* _Request A_:
Answer these questions using the sensor message documentation, one answer per line, marked as shown:
(i) In what unit is the temperature reading given?
(ii) What does the value hold for a badge or access-control sensor?
(iii) What does the visibility field of a tracked object list?
* _Request B_: Rewrite the stretch of the sensor message documentation from "Badge / access-control" through "the integration guide.", substituting "detection zone" for "measurement area".
* _Request C_: Resume the sensor message documentation after its final sentence and continue it.

* _Provided text_:
^^^^^^^^^^^^^^^^
Published to topic: scenescape/data/sensor/temperature1

The value field carries the scalar reading (degrees Celsius in this case). Other environmental sensors such as humidity or air-quality monitors follow the same structure, differing only in the id and the unit of the value.

Other Sensor Types

The singleton schema is intentionally generic — value is untyped and accepts any JSON value. This makes it suitable for attribute sensors beyond simple scalars. For example:

Badge / access-control sensors — value holds a string badge identifier (e.g. "BADGE-00421"), allowing the controller to associate a personnel ID with an object track inside the sensor’s measurement area.
Boolean presence sensors — value is true/false (e.g. a beam-break or pressure mat).
Light sensors — value is a numeric lux reading; see Controlling Scene Lighting with Physical Light Sensors for a complete integration guide.

For a broader description of how singleton sensors work and how the tagged data appears on scene objects, see Singleton Sensor Data in the integration guide.

Common Output Track Fields#

All Scene Controller output messages include an objects array of tracked objects. Each tracked object contains the following fields:

Field	Type	Description
`id`	string (UUID)	Persistent track identifier assigned by the controller
`type`	string	Object type label; same value as `category` (e.g. `"person"`)
`category`	string	Object class label (e.g. `"person"`)
`confidence`	number	Inference confidence of the most recent contributing detection
`translation`	array[3] of number	3D world position (`x`, `y`, `z`) in metres
`size`	array[3] of number	3D object dimensions (`x`, `y`, `z`) in metres
`velocity`	array[3] of number	Velocity vector (`x`, `y`, `z`) in metres per second
`rotation`	array[4] of number	Orientation quaternion
`visibility`	array of string	Camera IDs currently observing this object
`keypoints`	array of objects	Pose keypoints propagated from detections when available; each entry uses `{"name": "<keypoint>", "x": <0-1>, "y": <0-1>}` coordinates normalized to frame dimensions
`keypoint_connections`	array of strings	Flat list of keypoint-name pairs defining the skeleton edges (e.g. `["nose","eye_l","nose","eye_r",...]`); length is always `2 x number_of_connections`
`regions`	object	Map of region/sensor IDs to membership metadata. By default this is `{id: {entered: timestamp}}`. In region-scoped outputs, objects currently inside a region also include a live dwell time as `{id: {entered: timestamp, dwell: seconds}}`.
`sensors`	object	Map of sensor IDs to timestamped readings (`{id: [[timestamp, value], ...]}`)
`similarity`	number or null	Similarity/distance value to the matched ReID embedding in VDMS; higher-is-better for `COSINE`; lower is better for `L2`. `null` when ReID is still collecting embeddings, when no database match was found, or when ReID is disabled.
^^^^^^^^^^^^^^^^
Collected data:

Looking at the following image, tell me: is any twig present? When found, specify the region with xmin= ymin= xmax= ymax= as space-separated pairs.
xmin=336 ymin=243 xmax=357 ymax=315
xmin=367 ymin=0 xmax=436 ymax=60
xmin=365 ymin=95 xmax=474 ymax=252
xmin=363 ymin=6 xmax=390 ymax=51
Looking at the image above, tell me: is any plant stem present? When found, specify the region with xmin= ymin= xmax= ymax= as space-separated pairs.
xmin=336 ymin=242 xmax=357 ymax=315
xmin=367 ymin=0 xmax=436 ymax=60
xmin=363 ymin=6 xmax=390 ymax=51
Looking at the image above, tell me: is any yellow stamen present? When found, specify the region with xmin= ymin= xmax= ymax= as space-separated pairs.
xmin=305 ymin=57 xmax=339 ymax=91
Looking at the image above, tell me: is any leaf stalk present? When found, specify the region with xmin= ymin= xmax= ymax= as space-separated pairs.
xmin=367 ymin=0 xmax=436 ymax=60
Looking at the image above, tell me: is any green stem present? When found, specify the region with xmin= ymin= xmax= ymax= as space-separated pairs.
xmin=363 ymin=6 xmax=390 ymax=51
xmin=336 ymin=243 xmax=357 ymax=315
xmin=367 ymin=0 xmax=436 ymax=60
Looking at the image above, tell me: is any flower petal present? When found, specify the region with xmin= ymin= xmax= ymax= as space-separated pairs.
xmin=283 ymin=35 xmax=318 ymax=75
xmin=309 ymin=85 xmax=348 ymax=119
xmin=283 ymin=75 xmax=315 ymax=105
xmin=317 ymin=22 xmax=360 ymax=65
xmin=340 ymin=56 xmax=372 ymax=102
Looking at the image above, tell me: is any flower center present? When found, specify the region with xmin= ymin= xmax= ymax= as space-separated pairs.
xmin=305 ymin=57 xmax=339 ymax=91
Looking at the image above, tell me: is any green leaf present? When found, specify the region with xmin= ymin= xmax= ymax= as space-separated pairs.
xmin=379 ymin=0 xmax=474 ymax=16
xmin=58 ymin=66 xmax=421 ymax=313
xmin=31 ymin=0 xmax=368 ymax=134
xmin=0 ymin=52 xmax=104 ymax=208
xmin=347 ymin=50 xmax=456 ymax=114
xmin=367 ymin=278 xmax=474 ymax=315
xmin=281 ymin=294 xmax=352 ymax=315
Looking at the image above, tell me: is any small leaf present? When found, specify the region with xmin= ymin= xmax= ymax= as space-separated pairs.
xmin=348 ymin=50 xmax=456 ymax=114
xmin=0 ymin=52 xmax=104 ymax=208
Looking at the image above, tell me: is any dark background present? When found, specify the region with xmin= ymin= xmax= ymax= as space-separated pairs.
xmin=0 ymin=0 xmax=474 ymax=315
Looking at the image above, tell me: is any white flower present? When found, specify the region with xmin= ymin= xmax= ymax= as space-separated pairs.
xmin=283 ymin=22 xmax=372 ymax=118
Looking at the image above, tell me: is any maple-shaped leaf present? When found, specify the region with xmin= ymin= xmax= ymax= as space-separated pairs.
^^^^^^^^^^^^^^^^
* _Task response A_:
(i) Degrees Celsius.
(ii) A string badge identifier.
(iii) The camera IDs currently observing the object.

* _Task response B_:
Badge / access-control sensors — value holds a string badge identifier (e.g. "BADGE-00421"), allowing the controller to associate a personnel ID with an object track inside the sensor’s detection zone.
Boolean presence sensors — value is true/false (e.g. a beam-break or pressure mat).
Light sensors — value is a numeric lux reading; see Controlling Scene Lighting with Physical Light Sensors for a complete integration guide.

For a broader description of how singleton sensors work and how the tagged data appears on scene objects, see Singleton Sensor Data in the integration guide.

* _Task response C_:
`reid_state`	string	Re-ID processing state for the object. One of: `pending_collection`, `query_no_match`, `matched`, `reid_disabled`
`previous_ids_chain`	array or absent	History of UUID reassignments for this track. Each element is `{"id": "<uuid>", "timestamp": "<ISO 8601>", "similarity_score": <number or null>}`. Present only when the object has been re-identified at least once; omitted otherwise.
`first_seen`	string (ISO 8601)	Timestamp when the track was first created
`metadata`	object	Semantic attributes propagated from camera detections; present when visual analytics (e.g. age, gender, Re-ID) are configured. Same attribute structure as camera input. See note below.
`camera_bounds`	object	Per-camera pixel bounding boxes (`{camera_id: {x, y, width, height, projected}}`) where `projected=false` means detector-provided pixel bbox and `projected=true` means computed projection; may be empty (`{}`) when no camera currently observes the track

Note on metadata in track objects: Each attribute follows the structure {label, model_name, confidence?} — identical to Semantic Metadata Fields in camera input. The reid attribute is a special case: in scene output reid.embedding_vector is a 2D float array ([[...numbers...]]), whereas in camera input it is a base64-encoded string. metadata is absent when no semantic analytics pipeline is configured.

Note on keypoint propagation: keypoints and keypoint_connections are optional pass-through fields from object detections. They are included in output objects when present on the contributing detection data.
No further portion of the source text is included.